## EXERCISE AIM
When you find the word "acorn" in a line of the entries, please copy the whole line.

## SUPPLIED MATERIAL
------------------------------------------------------------

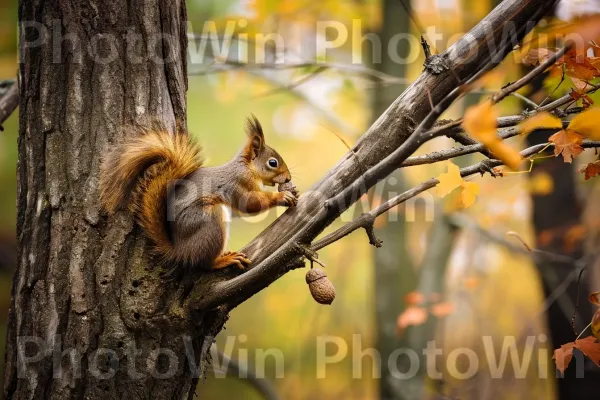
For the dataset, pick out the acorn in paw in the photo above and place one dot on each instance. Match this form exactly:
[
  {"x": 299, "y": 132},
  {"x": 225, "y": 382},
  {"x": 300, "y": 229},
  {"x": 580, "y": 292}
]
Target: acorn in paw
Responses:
[{"x": 289, "y": 187}]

------------------------------------------------------------

## EXPECTED ANSWER
For the dataset, pick out the acorn in paw in the photo above and place one dot on each instance. Match this form exactly:
Target: acorn in paw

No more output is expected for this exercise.